# Short task
Beginning at the line that contains "# locate flower" and ending at the last line of the entries, write out each line exactly; include nothing outside that span.

### Input for this task

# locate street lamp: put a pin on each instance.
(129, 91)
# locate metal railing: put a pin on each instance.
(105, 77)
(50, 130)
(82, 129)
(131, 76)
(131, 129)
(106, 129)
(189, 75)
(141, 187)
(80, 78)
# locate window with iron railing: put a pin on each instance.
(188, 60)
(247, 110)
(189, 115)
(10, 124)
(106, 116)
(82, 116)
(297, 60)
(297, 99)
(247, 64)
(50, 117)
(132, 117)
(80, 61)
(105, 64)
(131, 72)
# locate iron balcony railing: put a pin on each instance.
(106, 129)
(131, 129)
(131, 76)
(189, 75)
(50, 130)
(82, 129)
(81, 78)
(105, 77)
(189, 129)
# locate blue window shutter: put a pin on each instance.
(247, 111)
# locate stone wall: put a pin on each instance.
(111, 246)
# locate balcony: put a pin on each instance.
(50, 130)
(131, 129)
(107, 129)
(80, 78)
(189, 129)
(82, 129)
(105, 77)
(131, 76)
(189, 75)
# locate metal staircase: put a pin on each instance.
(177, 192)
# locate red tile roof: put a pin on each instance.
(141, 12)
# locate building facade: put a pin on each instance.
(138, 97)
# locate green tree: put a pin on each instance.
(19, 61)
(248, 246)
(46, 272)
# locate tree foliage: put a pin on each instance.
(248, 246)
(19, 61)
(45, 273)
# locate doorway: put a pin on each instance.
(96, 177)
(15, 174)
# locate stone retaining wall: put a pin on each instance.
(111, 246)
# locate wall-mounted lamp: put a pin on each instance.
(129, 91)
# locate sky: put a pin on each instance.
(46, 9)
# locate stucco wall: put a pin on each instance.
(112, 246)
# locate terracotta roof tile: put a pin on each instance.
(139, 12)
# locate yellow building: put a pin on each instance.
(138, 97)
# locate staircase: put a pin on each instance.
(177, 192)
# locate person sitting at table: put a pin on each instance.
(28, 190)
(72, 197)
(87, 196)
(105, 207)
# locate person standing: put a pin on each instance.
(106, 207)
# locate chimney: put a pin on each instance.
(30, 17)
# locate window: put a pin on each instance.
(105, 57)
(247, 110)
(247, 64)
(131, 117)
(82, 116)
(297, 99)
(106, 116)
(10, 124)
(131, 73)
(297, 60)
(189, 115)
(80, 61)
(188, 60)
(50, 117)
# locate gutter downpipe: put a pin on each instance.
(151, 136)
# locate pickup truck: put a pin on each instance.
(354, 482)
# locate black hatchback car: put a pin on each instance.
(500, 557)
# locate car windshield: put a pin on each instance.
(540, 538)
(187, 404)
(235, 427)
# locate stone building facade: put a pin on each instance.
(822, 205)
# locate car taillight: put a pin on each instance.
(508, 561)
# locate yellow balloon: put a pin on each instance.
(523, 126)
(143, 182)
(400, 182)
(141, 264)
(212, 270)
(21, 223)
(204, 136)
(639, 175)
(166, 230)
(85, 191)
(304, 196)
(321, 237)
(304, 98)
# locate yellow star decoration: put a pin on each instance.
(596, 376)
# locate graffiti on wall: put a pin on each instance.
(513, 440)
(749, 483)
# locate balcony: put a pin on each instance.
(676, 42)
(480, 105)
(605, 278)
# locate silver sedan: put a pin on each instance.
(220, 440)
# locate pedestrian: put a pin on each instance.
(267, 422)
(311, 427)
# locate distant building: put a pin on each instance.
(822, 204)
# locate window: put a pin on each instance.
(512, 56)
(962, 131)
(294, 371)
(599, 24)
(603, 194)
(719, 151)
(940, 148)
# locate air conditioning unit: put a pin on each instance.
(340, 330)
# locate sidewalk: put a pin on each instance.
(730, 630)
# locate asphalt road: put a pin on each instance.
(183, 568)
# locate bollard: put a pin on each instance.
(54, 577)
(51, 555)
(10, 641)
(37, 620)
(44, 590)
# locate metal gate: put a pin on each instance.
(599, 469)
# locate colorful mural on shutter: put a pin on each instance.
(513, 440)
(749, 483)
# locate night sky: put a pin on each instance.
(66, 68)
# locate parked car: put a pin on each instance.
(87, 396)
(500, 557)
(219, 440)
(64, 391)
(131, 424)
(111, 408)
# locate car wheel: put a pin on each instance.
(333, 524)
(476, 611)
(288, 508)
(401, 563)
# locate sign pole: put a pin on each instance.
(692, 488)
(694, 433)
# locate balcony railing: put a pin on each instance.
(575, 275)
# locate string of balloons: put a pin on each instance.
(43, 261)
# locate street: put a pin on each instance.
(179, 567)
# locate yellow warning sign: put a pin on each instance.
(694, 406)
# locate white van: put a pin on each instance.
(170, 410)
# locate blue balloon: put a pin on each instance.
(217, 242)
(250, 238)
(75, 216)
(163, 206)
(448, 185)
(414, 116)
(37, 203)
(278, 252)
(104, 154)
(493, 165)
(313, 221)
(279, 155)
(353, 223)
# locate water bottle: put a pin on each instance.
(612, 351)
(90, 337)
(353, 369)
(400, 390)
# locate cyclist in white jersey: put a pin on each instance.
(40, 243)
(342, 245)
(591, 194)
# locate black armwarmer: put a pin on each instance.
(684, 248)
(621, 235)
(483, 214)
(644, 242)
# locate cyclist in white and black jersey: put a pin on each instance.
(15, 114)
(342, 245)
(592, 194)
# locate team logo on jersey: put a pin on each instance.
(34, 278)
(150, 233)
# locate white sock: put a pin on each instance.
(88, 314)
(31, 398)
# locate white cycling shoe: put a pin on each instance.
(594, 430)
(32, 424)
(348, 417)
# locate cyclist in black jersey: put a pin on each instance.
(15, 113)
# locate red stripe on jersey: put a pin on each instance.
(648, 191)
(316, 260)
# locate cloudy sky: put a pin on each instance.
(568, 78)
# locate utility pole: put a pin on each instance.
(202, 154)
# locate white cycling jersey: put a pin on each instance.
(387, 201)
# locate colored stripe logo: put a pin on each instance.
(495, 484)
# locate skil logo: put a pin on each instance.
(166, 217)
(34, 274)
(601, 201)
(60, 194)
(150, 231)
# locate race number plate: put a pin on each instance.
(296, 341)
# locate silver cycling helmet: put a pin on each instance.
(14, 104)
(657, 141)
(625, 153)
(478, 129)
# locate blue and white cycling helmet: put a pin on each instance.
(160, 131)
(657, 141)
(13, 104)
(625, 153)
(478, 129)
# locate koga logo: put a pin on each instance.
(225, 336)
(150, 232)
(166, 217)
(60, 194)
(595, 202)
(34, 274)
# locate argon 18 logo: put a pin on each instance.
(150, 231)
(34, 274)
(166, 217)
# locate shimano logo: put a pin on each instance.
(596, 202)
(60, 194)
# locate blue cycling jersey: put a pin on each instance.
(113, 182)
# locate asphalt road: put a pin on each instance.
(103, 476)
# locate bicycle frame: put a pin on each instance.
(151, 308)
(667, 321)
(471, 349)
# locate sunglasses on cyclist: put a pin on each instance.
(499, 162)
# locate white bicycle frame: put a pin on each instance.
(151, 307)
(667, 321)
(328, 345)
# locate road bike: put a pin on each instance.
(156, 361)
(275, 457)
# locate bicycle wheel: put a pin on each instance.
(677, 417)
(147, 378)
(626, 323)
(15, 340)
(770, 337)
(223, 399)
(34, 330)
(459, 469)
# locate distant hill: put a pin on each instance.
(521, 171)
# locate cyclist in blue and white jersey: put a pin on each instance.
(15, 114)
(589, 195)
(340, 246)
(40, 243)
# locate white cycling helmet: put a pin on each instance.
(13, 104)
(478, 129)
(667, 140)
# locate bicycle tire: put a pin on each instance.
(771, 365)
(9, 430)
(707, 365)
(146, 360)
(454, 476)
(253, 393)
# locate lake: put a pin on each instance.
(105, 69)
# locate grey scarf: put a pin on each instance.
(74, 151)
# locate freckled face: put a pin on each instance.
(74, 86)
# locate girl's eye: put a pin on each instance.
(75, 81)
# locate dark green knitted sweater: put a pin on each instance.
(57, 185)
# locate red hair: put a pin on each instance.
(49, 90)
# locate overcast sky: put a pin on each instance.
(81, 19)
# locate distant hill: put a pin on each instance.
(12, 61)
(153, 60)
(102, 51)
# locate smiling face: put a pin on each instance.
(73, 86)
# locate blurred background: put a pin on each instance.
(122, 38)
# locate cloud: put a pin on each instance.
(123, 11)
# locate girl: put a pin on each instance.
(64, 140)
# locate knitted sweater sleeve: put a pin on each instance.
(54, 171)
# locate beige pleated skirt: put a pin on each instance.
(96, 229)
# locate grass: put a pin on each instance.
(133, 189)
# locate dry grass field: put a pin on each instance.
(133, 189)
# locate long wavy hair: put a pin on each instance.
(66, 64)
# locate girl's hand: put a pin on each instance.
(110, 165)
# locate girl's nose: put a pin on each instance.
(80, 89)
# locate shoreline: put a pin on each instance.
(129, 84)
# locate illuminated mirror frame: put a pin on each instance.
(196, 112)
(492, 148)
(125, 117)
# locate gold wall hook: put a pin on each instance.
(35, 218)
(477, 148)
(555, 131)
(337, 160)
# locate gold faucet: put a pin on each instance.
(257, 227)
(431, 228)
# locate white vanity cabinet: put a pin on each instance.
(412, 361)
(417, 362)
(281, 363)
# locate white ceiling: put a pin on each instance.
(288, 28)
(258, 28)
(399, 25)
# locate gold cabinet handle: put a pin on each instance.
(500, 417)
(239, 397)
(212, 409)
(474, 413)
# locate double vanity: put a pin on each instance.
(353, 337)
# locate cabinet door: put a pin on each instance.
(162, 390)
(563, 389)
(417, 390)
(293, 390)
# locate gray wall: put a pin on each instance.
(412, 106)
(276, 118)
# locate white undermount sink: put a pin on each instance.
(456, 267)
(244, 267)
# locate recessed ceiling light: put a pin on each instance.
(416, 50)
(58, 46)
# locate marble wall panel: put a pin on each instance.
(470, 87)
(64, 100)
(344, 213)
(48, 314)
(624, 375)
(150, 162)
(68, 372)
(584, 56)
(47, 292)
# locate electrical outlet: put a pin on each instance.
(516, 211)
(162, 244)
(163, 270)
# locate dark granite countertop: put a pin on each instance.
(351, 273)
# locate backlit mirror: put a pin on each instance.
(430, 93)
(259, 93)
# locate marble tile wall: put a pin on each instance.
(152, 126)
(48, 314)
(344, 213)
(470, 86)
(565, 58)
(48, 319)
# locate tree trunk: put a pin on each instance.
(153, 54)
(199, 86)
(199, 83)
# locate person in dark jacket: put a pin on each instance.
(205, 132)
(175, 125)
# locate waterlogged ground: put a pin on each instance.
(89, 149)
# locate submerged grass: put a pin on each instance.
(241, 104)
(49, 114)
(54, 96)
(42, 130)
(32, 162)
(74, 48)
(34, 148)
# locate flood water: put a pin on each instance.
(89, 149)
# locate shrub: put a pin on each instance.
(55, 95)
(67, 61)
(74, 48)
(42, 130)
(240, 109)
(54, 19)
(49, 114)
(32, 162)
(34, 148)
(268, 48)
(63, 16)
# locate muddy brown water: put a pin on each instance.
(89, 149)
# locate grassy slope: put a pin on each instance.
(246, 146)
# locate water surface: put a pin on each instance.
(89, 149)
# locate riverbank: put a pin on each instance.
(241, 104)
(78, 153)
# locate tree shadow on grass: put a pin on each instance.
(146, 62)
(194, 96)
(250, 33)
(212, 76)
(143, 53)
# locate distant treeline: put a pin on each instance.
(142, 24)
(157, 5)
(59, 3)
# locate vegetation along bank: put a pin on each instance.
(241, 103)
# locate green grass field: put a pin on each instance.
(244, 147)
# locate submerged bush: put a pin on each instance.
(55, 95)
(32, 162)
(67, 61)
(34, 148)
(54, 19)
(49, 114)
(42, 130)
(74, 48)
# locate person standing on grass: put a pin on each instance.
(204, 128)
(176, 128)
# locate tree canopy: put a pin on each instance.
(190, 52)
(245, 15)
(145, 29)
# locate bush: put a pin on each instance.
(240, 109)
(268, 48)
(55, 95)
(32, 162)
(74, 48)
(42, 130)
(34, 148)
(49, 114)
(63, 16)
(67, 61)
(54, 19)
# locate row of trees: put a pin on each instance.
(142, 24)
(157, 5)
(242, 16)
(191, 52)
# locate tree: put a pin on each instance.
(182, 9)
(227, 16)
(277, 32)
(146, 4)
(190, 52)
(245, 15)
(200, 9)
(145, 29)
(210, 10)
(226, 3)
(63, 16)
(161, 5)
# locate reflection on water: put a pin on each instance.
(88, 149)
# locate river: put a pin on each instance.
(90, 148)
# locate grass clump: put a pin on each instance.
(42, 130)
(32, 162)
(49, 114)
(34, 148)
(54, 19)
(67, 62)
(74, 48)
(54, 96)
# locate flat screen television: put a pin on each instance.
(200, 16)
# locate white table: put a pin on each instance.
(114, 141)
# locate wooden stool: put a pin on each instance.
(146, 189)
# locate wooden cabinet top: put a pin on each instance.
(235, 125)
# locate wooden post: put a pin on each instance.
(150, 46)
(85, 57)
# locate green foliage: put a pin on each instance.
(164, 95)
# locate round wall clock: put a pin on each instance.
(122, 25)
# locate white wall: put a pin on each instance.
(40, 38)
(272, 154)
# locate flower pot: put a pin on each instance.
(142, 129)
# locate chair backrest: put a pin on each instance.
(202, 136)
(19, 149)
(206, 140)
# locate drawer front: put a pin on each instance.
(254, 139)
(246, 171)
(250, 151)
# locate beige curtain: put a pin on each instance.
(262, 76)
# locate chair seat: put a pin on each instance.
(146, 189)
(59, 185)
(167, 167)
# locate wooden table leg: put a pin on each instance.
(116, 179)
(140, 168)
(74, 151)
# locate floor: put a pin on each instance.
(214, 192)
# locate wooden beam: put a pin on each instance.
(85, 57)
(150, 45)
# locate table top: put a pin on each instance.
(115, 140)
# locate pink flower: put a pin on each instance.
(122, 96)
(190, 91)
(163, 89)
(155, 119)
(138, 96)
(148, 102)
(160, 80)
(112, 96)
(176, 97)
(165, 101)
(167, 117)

######

# Response
# locate flower pot: put a pin on each instance.
(142, 129)
# locate chair backrest: put a pin on each instance.
(202, 136)
(19, 149)
(206, 140)
# locate drawer front: put a pin on each instance.
(254, 139)
(246, 171)
(250, 151)
# locate beige curtain: put a pin on each instance.
(262, 76)
# locate chair seat: put a pin on each instance.
(146, 189)
(59, 185)
(167, 167)
# locate wooden table leg: put a pin on each instance.
(116, 179)
(140, 168)
(74, 151)
# locate floor: put a pin on each instance.
(214, 192)
# locate wooden beam: put a pin on each instance.
(85, 57)
(150, 45)
# locate table top: put a pin on each instance.
(115, 140)
# locate pink flower: put a pin on each instance.
(122, 96)
(190, 91)
(163, 89)
(155, 119)
(138, 96)
(148, 102)
(160, 80)
(112, 96)
(176, 97)
(165, 101)
(167, 117)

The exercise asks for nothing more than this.